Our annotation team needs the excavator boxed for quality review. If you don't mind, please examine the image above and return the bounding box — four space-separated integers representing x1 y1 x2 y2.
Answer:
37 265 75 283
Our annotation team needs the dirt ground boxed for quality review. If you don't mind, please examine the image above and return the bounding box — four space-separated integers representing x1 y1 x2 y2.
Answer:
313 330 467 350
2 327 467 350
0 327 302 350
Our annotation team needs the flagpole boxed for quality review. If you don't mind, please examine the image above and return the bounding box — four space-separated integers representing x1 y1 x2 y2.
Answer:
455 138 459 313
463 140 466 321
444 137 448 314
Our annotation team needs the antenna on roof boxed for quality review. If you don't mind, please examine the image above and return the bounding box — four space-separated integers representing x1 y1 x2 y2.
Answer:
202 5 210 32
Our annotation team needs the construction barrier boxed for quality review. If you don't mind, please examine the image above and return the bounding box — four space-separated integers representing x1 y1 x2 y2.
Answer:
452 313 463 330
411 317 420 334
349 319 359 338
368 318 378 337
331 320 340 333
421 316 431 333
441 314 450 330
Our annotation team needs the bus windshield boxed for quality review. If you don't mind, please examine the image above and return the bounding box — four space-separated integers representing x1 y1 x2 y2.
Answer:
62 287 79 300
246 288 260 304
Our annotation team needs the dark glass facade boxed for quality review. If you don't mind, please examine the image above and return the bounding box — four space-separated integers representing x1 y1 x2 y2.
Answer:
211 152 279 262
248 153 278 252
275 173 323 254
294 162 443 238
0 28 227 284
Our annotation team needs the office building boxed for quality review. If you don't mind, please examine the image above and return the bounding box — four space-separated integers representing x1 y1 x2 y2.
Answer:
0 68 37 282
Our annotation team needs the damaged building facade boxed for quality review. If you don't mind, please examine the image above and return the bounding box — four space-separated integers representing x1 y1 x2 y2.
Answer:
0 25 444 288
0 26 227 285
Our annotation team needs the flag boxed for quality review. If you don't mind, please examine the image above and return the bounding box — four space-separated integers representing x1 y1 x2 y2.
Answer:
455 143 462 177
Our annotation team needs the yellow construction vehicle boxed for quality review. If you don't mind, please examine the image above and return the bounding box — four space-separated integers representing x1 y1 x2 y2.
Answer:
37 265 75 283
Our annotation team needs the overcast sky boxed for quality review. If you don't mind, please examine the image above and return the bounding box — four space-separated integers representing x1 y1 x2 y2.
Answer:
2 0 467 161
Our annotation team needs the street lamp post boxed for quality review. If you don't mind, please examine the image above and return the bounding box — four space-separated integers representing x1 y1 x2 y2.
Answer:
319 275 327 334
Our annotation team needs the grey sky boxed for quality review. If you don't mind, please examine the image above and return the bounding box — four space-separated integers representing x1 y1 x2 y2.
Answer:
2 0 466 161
* * *
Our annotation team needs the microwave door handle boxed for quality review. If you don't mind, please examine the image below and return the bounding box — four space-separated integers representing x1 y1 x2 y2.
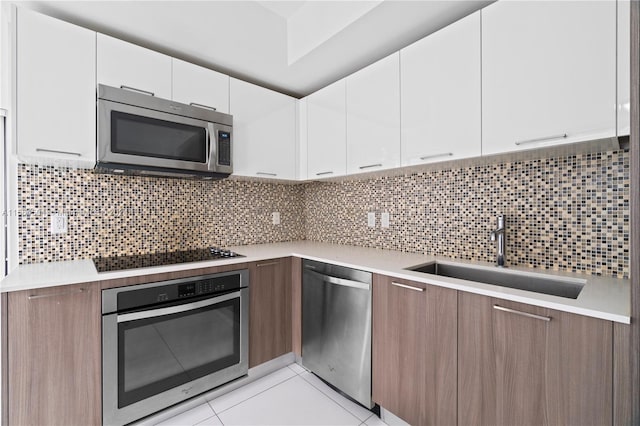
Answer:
--
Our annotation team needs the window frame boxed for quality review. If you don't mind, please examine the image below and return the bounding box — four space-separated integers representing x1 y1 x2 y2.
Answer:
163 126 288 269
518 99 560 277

Assigned task: Check each line of the records for the word "facade", then state how many lines have it, as a number only.

Final answer: 2